━━━ Text segment
Despite the fact that the European banking system is much more competitive than in Ukraine (due to the presence of foreign banks), banks mainly lend not to long-term projects, but to working capital. At the same time, as stated in Bergloef and von Thadden (1999), generally speaking, in transition economies, large investors play a much more important role in the development of companies than small shareholders. Moreover, excessive protection of small investors may increase the costs of acquiring a controlling stake and managing the enterprise by a large owner, thereby increasing the transaction costs of corporate control.

PAPER OBJECTIVE

The purpose of the article is to identify the impact of corporate governance on the economic development and growth of the state.

METHODOLOGY

The theoretical and methodological basis of the research is represented by the scientific works of leading scientists in the field of corporate governance, as well as the author's interpretation of the impact of corporate governance on the economic development and growth of the state.

In the research process, such methods as analysis and synthesis, the method of historical and logical modeling were used. As theoretical methods, the formalization method, the "from abstract to concrete" method, as well as the historical method and the method of economic interpretation are used in the work. From a practical point of view, the method of grouping statistical data, statistical and econometric analysis was also used in the study.

RESULT AND DISCUSSION

In the literature on corporate governance, there are various definitions, but they can be divided into two groups. The first group of definitions examines the actual behavior of corporations: their operations, efficiency, growth, financial structure, and relations with shareholders and other participants. The second group of definitions deals with the regulatory framework, that is, the rules by which companies operate. The source of rules is the legal and judicial systems, financial markets and labor markets.

The first group of definitions covers issues of corporate governance within the company itself, such as: the work of the board of directors, the impact of paying managers remuneration for the company's performance, the relationship between personnel policy and the company's performance, as well as the role of different groups of shareholders.
━━━━━━
━━━ Data records
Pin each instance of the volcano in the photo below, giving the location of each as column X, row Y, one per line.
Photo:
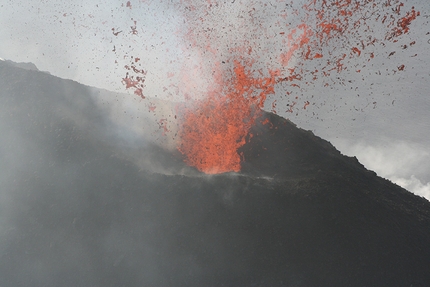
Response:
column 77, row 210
━━━━━━
━━━ Data records
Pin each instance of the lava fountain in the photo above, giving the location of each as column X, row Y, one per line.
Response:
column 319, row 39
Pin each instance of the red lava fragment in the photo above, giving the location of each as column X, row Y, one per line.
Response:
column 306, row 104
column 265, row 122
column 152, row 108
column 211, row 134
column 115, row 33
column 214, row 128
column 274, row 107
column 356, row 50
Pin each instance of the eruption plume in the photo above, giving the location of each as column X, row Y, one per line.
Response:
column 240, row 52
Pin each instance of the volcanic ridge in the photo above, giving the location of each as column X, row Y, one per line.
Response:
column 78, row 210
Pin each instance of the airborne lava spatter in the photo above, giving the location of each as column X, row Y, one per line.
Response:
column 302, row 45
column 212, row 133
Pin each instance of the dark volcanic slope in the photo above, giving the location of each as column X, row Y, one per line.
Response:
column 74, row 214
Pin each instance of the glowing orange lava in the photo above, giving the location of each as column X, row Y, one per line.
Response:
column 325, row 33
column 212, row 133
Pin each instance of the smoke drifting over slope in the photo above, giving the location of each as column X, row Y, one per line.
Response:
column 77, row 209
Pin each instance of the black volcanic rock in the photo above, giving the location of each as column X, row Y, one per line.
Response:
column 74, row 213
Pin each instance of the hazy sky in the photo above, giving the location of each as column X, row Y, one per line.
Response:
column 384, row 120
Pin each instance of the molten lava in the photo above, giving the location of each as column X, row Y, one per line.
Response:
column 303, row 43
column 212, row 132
━━━━━━
━━━ Data records
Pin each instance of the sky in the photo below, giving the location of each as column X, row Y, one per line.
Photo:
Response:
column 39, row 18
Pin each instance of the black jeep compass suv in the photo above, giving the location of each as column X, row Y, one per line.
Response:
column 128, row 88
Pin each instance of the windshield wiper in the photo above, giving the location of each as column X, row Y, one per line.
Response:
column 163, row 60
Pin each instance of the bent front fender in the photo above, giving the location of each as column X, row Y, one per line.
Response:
━━━━━━
Requirement
According to the text on corporate governance, what is the source of the rules by which companies operate?

Expected answer
The legal and judicial systems, financial markets and labor markets.